• What is expected:
Which lines below contain the word "blue"? Pull out every such line in full.

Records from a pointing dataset

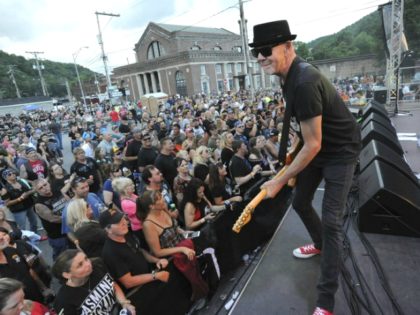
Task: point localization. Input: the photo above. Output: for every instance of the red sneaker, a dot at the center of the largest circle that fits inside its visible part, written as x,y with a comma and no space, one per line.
306,251
321,311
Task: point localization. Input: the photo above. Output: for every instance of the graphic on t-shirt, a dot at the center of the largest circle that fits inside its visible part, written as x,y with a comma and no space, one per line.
101,299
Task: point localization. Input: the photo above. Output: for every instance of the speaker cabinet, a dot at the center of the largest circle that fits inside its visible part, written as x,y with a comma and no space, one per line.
389,203
376,150
380,96
378,118
376,107
375,131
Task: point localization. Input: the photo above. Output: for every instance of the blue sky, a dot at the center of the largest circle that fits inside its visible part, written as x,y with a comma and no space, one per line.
59,28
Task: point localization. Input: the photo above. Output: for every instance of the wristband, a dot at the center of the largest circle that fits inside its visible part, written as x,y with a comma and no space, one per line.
122,302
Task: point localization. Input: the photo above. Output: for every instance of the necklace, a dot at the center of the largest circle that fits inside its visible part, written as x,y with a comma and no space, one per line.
85,284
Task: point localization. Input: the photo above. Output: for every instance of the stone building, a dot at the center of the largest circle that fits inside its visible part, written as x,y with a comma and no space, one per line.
187,60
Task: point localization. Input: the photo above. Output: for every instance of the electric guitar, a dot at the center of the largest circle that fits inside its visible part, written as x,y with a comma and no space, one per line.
246,214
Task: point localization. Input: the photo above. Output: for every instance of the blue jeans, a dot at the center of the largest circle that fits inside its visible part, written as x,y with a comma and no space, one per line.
327,234
58,245
20,218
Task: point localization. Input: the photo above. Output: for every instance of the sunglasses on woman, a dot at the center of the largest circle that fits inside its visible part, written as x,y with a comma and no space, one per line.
265,51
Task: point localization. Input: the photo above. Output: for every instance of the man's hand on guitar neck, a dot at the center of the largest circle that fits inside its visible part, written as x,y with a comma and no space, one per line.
273,187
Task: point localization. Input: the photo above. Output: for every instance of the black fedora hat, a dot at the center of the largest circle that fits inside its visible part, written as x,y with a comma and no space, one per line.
276,32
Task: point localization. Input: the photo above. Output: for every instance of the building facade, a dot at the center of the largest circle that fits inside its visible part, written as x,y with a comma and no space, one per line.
188,60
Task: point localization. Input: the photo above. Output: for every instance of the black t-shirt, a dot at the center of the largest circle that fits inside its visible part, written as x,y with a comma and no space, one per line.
239,168
17,268
133,148
146,156
223,191
123,258
96,296
311,95
56,203
231,123
167,165
226,156
124,128
90,168
58,183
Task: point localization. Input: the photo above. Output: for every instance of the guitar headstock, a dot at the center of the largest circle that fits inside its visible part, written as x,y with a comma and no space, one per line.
243,219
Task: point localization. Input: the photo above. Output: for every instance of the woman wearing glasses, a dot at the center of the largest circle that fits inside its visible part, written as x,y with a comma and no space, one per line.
86,288
18,199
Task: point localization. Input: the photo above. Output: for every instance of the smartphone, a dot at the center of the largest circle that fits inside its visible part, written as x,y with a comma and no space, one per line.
192,234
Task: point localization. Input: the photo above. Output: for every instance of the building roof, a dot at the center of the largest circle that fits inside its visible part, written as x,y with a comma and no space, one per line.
194,29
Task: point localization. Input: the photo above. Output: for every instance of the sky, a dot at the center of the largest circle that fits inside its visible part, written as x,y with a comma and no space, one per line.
63,29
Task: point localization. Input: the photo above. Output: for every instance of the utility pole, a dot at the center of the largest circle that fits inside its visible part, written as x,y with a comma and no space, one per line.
244,34
97,84
77,74
69,96
38,67
101,43
11,72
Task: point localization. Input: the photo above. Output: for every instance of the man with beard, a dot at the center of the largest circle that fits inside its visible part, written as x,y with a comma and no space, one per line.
331,145
147,154
165,161
49,207
132,149
86,167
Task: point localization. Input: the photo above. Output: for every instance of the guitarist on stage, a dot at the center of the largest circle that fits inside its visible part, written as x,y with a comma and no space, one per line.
331,144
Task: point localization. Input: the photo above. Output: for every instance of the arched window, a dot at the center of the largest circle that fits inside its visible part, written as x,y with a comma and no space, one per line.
180,83
155,50
237,48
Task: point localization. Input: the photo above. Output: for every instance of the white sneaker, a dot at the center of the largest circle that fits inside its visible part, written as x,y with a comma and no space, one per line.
306,251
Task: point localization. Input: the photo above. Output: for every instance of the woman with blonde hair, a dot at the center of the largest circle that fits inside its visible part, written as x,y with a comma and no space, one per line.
125,188
78,214
201,161
226,145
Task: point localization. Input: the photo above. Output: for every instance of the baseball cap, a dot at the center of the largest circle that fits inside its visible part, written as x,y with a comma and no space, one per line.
109,217
7,172
29,150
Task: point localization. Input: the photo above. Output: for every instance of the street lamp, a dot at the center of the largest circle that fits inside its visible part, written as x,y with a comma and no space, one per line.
77,73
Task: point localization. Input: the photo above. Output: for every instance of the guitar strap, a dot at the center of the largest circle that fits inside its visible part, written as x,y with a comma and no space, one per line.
289,97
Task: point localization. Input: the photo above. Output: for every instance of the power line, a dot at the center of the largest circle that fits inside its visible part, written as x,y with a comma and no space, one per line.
38,67
12,77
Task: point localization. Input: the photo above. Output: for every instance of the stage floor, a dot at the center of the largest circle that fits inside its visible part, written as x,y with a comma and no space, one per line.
383,271
282,284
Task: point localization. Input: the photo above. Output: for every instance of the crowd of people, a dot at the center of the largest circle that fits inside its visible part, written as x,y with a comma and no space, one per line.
120,219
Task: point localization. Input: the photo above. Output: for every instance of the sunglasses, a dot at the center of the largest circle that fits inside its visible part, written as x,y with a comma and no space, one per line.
265,51
78,180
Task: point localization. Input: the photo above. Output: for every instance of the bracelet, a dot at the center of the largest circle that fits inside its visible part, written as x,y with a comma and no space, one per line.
122,302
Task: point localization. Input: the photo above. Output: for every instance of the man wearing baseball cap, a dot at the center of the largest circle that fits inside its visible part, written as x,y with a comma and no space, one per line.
331,146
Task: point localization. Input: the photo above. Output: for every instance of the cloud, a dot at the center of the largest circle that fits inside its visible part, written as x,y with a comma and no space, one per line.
16,19
142,12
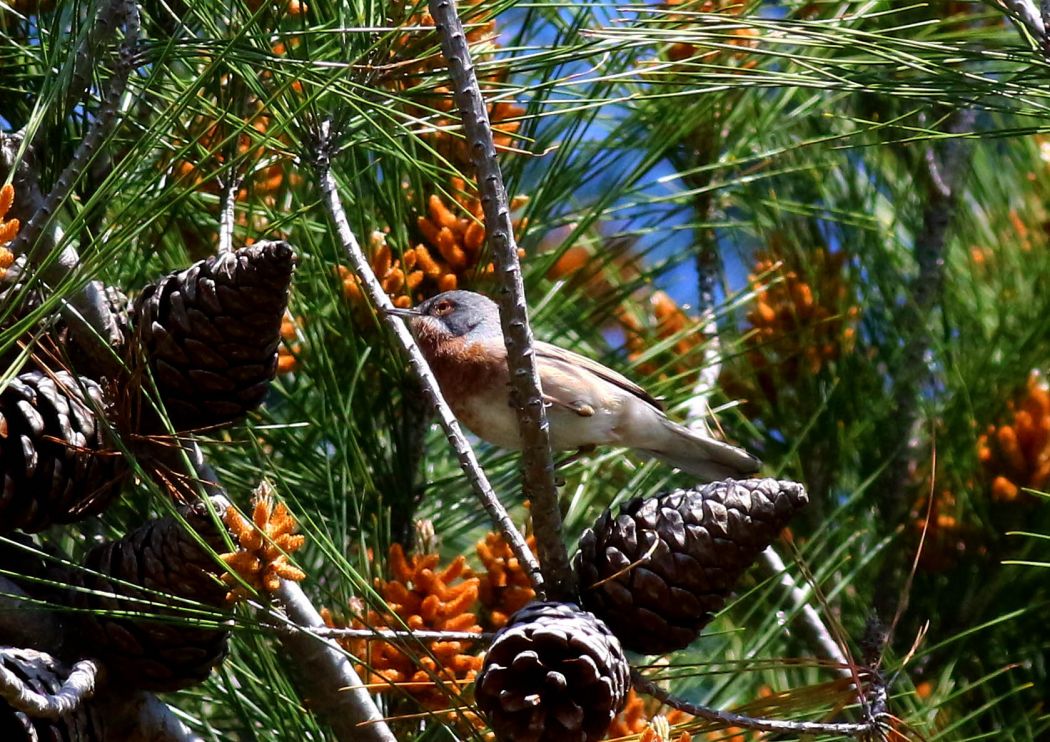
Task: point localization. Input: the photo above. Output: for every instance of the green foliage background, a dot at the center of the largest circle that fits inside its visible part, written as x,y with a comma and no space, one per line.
817,134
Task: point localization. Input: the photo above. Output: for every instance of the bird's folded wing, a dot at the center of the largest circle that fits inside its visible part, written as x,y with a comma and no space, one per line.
566,363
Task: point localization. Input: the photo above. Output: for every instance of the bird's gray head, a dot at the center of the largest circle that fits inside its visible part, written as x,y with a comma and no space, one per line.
459,314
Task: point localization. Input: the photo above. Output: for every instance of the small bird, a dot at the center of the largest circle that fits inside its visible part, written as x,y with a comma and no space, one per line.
588,404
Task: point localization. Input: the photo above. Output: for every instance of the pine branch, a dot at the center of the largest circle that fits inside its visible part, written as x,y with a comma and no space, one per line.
464,452
813,628
328,676
527,398
643,684
78,686
102,123
142,717
945,173
87,311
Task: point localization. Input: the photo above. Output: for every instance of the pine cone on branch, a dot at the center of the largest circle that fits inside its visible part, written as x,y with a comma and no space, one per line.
552,673
658,571
210,333
144,597
57,463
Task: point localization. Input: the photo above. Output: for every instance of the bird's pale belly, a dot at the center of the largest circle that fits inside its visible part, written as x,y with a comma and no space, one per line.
490,418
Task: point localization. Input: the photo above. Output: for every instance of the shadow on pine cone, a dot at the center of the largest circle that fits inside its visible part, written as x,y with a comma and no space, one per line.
552,673
57,464
210,333
658,572
161,572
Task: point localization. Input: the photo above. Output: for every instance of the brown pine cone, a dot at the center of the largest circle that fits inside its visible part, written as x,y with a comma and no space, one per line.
57,464
210,333
658,571
552,673
159,570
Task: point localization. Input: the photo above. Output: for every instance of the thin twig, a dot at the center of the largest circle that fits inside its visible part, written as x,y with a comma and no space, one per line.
86,60
707,381
333,686
816,633
405,635
229,209
78,686
463,450
538,463
1030,17
643,684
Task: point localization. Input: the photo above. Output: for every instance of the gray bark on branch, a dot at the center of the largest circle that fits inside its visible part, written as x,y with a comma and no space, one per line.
643,684
527,397
467,460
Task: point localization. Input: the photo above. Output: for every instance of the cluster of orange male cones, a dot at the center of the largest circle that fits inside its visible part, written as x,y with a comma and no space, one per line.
8,229
448,255
421,594
1014,456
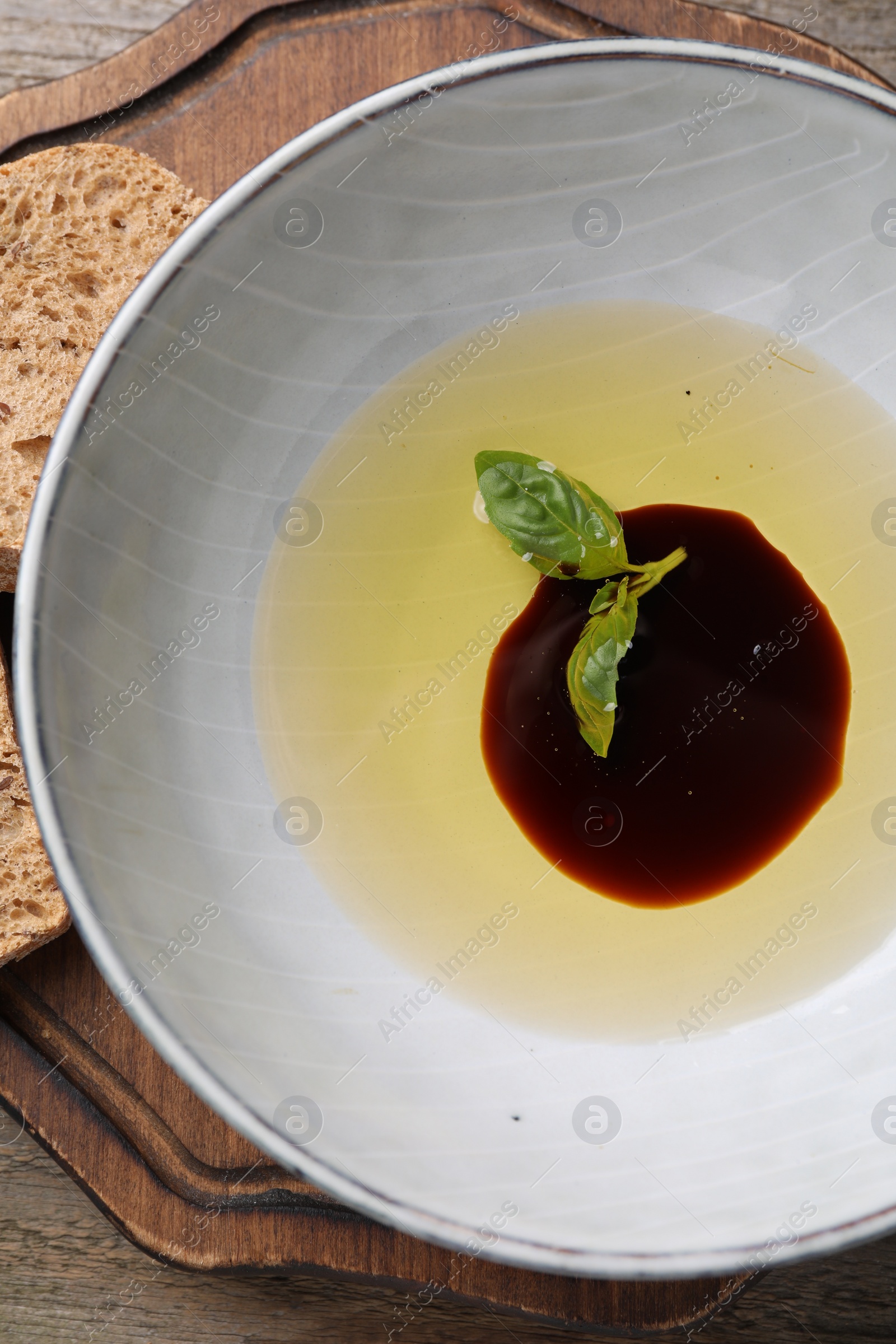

• Solution to this exercise:
Task: point localization. Input: the photo above. Output: for every instance of the blue sky, a dot at the center of the largest circle that fits inside its visible part, written as x,y with a comma and no space, one per line.
Task: point localization. Input: the photo above. Output: for every instance of the blue jeans, a dot at the center of the largest circle that fits inside its visible part, written as x,y with a comma and no space, one per line.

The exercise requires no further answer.